Short task ▸
Reproduce each of the following records word for word.

Data ▸
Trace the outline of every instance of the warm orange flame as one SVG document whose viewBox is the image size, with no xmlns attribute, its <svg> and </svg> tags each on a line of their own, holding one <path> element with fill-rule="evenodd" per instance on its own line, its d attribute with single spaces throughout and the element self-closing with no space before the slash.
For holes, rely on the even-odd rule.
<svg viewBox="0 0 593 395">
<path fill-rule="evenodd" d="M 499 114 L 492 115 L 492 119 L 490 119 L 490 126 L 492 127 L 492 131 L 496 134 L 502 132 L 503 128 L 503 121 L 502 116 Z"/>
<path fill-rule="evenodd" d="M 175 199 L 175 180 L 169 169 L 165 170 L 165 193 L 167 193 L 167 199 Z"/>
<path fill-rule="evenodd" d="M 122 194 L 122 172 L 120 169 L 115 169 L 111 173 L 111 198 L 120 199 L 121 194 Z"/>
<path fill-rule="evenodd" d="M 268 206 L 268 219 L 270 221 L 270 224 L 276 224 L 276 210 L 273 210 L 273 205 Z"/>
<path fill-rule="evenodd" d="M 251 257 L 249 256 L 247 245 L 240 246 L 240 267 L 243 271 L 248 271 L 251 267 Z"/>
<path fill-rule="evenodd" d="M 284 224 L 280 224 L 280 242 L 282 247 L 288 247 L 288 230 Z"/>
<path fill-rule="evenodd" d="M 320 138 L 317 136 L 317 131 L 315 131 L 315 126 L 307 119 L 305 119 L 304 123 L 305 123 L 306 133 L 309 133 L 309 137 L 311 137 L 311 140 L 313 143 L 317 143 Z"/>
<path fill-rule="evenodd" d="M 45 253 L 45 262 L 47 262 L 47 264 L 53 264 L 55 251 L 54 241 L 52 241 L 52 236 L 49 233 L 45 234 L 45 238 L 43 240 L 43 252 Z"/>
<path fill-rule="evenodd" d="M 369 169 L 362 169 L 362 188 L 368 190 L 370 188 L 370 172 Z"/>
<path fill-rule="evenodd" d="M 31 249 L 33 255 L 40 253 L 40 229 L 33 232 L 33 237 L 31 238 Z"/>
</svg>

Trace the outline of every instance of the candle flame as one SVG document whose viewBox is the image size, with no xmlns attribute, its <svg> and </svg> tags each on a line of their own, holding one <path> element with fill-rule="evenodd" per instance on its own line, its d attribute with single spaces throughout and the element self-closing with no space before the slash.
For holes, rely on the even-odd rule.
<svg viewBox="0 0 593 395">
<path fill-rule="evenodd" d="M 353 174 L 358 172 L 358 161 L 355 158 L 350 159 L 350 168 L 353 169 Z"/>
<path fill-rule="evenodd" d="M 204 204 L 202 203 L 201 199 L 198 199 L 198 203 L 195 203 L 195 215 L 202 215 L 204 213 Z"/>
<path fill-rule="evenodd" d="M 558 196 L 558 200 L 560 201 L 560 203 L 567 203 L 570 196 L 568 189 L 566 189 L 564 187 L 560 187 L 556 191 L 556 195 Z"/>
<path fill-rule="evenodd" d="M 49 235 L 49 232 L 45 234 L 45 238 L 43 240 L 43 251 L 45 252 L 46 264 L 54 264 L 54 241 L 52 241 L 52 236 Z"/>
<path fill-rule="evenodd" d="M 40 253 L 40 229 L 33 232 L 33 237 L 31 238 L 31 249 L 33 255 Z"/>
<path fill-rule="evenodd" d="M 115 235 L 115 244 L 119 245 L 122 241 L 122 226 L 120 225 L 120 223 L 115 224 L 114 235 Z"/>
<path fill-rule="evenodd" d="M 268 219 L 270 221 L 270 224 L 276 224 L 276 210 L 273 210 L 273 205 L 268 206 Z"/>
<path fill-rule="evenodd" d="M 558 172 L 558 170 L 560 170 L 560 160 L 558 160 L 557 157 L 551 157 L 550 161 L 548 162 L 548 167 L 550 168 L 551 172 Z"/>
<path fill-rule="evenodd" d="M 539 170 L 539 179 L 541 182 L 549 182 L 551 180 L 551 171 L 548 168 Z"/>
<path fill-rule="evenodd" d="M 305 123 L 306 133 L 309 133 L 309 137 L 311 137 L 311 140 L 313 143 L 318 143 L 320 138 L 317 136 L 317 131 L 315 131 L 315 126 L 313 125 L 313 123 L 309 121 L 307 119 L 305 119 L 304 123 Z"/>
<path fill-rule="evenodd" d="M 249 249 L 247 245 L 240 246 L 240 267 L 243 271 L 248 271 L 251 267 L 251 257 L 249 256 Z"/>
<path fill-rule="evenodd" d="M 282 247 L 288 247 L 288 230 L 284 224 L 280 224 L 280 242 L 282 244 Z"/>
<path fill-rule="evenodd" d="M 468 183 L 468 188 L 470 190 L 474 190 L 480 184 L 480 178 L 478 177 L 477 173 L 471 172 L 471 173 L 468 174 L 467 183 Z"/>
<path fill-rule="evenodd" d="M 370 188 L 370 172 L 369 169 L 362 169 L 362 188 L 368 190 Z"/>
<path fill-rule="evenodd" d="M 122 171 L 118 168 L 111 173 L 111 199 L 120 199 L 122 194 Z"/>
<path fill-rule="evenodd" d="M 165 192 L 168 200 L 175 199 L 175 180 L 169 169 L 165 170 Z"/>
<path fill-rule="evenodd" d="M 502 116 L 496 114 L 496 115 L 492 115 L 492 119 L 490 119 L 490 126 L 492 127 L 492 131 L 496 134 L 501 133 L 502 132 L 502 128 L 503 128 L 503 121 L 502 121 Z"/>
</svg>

Exercise response ▸
Trace the outline of every instance of the warm orange flame as one SVG document whose viewBox is the image size, with no xmlns attribute, its <svg> and </svg> tags each on a line of their own, holding one <path> element with fill-rule="evenodd" per instance on its own line, its d attribute with single spaces throughout and the element self-closing with no space before the slash.
For holes, rely on the even-odd rule.
<svg viewBox="0 0 593 395">
<path fill-rule="evenodd" d="M 499 114 L 492 115 L 492 119 L 490 119 L 490 126 L 492 127 L 492 131 L 496 134 L 502 132 L 503 128 L 503 121 L 502 116 Z"/>
<path fill-rule="evenodd" d="M 175 199 L 175 180 L 169 169 L 165 170 L 165 193 L 167 193 L 167 199 Z"/>
<path fill-rule="evenodd" d="M 122 194 L 122 172 L 120 169 L 115 169 L 111 173 L 111 198 L 120 199 L 121 194 Z"/>
<path fill-rule="evenodd" d="M 268 206 L 268 219 L 270 221 L 270 224 L 276 224 L 276 210 L 273 210 L 273 205 Z"/>
<path fill-rule="evenodd" d="M 251 257 L 249 256 L 247 245 L 240 246 L 240 267 L 243 271 L 248 271 L 251 267 Z"/>
<path fill-rule="evenodd" d="M 284 224 L 280 224 L 280 242 L 282 247 L 288 247 L 288 230 Z"/>
<path fill-rule="evenodd" d="M 320 138 L 317 136 L 317 131 L 315 131 L 315 126 L 307 119 L 305 119 L 304 123 L 305 123 L 306 133 L 309 133 L 309 137 L 311 137 L 311 140 L 313 143 L 317 143 Z"/>
<path fill-rule="evenodd" d="M 45 253 L 45 262 L 47 262 L 47 264 L 53 264 L 55 251 L 54 241 L 52 241 L 52 236 L 49 233 L 45 234 L 45 238 L 43 240 L 43 252 Z"/>
<path fill-rule="evenodd" d="M 369 169 L 362 169 L 362 188 L 368 190 L 370 188 L 370 172 Z"/>
<path fill-rule="evenodd" d="M 31 249 L 33 255 L 40 253 L 40 229 L 33 232 L 33 237 L 31 238 Z"/>
</svg>

Trace the outline of every instance of the candle flame as one SVG document whose viewBox is the image size, with no xmlns attribute, its <svg> and </svg> tags each on a line of their own, holding one <path> element with fill-rule="evenodd" per instance on its own line, its d attribute with single spaces throughout and the element self-closing with no space before the slash.
For holes, rely on the even-odd rule.
<svg viewBox="0 0 593 395">
<path fill-rule="evenodd" d="M 353 174 L 358 172 L 358 161 L 355 158 L 350 159 L 350 168 L 353 169 Z"/>
<path fill-rule="evenodd" d="M 204 204 L 202 203 L 201 199 L 198 199 L 198 203 L 195 203 L 195 215 L 202 215 L 204 213 Z"/>
<path fill-rule="evenodd" d="M 558 196 L 558 200 L 560 201 L 560 203 L 567 203 L 570 196 L 568 189 L 566 189 L 564 187 L 560 187 L 556 191 L 556 195 Z"/>
<path fill-rule="evenodd" d="M 49 235 L 49 232 L 45 234 L 45 238 L 43 240 L 43 251 L 45 252 L 46 264 L 54 264 L 54 241 L 52 241 L 52 236 Z"/>
<path fill-rule="evenodd" d="M 40 253 L 40 229 L 33 232 L 33 237 L 31 238 L 31 249 L 33 255 Z"/>
<path fill-rule="evenodd" d="M 115 235 L 115 244 L 119 245 L 122 241 L 122 226 L 120 225 L 120 223 L 115 224 L 114 235 Z"/>
<path fill-rule="evenodd" d="M 268 219 L 270 221 L 270 224 L 276 224 L 276 210 L 273 210 L 273 205 L 268 206 Z"/>
<path fill-rule="evenodd" d="M 558 172 L 558 170 L 560 170 L 560 160 L 558 160 L 557 157 L 551 157 L 550 161 L 548 162 L 548 167 L 550 168 L 551 172 Z"/>
<path fill-rule="evenodd" d="M 539 170 L 539 179 L 541 182 L 549 182 L 551 180 L 551 171 L 548 168 Z"/>
<path fill-rule="evenodd" d="M 305 123 L 306 133 L 309 133 L 309 137 L 311 137 L 311 140 L 313 143 L 318 143 L 320 138 L 317 136 L 317 131 L 315 131 L 315 126 L 313 125 L 313 123 L 309 121 L 307 119 L 305 119 L 304 123 Z"/>
<path fill-rule="evenodd" d="M 249 249 L 247 245 L 240 246 L 240 267 L 243 271 L 248 271 L 251 267 L 251 257 L 249 256 Z"/>
<path fill-rule="evenodd" d="M 282 247 L 288 247 L 288 230 L 284 224 L 280 224 L 280 242 L 282 244 Z"/>
<path fill-rule="evenodd" d="M 468 183 L 468 188 L 470 190 L 474 190 L 480 184 L 480 178 L 478 177 L 477 173 L 471 172 L 471 173 L 468 174 L 467 183 Z"/>
<path fill-rule="evenodd" d="M 370 188 L 370 172 L 369 169 L 362 169 L 362 188 L 368 190 Z"/>
<path fill-rule="evenodd" d="M 122 171 L 118 168 L 111 173 L 111 199 L 120 199 L 122 194 Z"/>
<path fill-rule="evenodd" d="M 165 192 L 168 200 L 175 199 L 175 180 L 169 169 L 165 170 Z"/>
<path fill-rule="evenodd" d="M 502 116 L 496 114 L 496 115 L 492 115 L 492 119 L 490 119 L 490 126 L 492 127 L 492 131 L 496 134 L 501 133 L 502 132 L 502 128 L 503 128 L 503 121 L 502 121 Z"/>
</svg>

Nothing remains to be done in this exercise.